** INSTRUCTIONS TO FOLLOW **
Repeat all of the data precisely.

** RECORDS SHOWN **
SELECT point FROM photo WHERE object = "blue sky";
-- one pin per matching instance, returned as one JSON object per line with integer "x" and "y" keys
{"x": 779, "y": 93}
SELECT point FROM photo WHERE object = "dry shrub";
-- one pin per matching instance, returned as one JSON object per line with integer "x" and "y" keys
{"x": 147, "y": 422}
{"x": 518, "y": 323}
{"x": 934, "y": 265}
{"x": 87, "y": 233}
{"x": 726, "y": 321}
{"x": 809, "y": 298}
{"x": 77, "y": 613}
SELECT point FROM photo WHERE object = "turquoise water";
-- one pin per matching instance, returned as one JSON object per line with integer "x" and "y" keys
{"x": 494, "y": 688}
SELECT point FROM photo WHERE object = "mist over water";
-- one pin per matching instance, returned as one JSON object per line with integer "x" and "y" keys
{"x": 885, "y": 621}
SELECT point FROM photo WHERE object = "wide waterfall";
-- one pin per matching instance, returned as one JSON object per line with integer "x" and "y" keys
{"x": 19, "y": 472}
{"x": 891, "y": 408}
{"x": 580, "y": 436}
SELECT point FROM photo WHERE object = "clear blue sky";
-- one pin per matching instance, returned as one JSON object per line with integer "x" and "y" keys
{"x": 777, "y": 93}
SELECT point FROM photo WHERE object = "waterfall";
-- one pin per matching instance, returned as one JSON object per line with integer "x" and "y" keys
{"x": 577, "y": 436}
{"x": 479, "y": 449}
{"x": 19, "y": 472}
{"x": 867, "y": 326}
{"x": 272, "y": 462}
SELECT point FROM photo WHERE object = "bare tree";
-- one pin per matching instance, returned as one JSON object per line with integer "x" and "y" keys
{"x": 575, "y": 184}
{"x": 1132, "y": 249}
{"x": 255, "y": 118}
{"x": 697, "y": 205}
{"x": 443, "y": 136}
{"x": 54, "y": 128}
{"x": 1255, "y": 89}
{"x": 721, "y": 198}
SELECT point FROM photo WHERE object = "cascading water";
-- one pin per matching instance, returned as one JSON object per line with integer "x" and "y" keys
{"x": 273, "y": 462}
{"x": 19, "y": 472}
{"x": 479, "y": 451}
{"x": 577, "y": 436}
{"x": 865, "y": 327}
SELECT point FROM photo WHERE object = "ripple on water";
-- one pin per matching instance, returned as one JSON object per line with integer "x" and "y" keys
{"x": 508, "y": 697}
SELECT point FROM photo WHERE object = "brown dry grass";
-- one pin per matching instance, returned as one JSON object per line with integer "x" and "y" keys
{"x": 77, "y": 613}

** RESPONSE FOR THIS EXERCISE **
SELECT point FROM photo WHERE object = "blue sky";
-- one pin per matching instance, returned as one JSON object per line with integer "x" and "y" keys
{"x": 779, "y": 93}
SELECT point FROM photo WHERE object = "dry shrub";
-- one pin per matching instance, returned as one JSON object per line with integer "x" and "y" keys
{"x": 147, "y": 422}
{"x": 518, "y": 323}
{"x": 934, "y": 265}
{"x": 87, "y": 233}
{"x": 726, "y": 321}
{"x": 809, "y": 298}
{"x": 77, "y": 613}
SELECT point FROM photo WHERE object = "turquoise water";
-- one pin per matching instance, returned as one JSON object per line with integer "x" and "y" keys
{"x": 494, "y": 688}
SELECT point FROM photo WHERE object = "mist over water";
-- one pin per matching instance, returned as one JSON object per line with integer "x" and "y" keys
{"x": 885, "y": 621}
SELECT point FROM photo WHERE object = "wide waterfall";
-- one pin per matching instance, returned as one JSON object per line with integer "x" and "y" keys
{"x": 19, "y": 472}
{"x": 891, "y": 408}
{"x": 580, "y": 436}
SELECT point FROM photo WHERE object = "clear blue sky";
-- one pin per matching instance, returned as one JSON object per line with integer "x" and "y" keys
{"x": 777, "y": 93}
SELECT point FROM photo WHERE object = "waterfall";
-- one pin per matching instance, returned as one JSON object per line with integer "x" and "y" keys
{"x": 577, "y": 436}
{"x": 479, "y": 449}
{"x": 19, "y": 472}
{"x": 867, "y": 326}
{"x": 272, "y": 462}
SELECT point FROM photo WHERE object = "bare tree";
-- one pin per matching instance, returned as one JSON object per line with integer "x" and "y" keys
{"x": 575, "y": 184}
{"x": 1132, "y": 249}
{"x": 255, "y": 118}
{"x": 697, "y": 205}
{"x": 443, "y": 136}
{"x": 54, "y": 128}
{"x": 1255, "y": 89}
{"x": 721, "y": 198}
SELECT point FROM photo WHERE object = "cascading water";
-- one pin per matching instance, returned as one JSON object per line with integer "x" and "y" keys
{"x": 273, "y": 462}
{"x": 19, "y": 472}
{"x": 479, "y": 451}
{"x": 577, "y": 436}
{"x": 865, "y": 327}
SELECT point FROM photo WHERE object = "ripple on water";
-- one pin per matching instance, returned as one JSON object per line with integer "x" and "y" keys
{"x": 508, "y": 697}
SELECT point FROM photo WHERE object = "brown dry grass";
-- one pin per matching instance, returned as one JSON object per line with integer "x" and "y" keys
{"x": 77, "y": 613}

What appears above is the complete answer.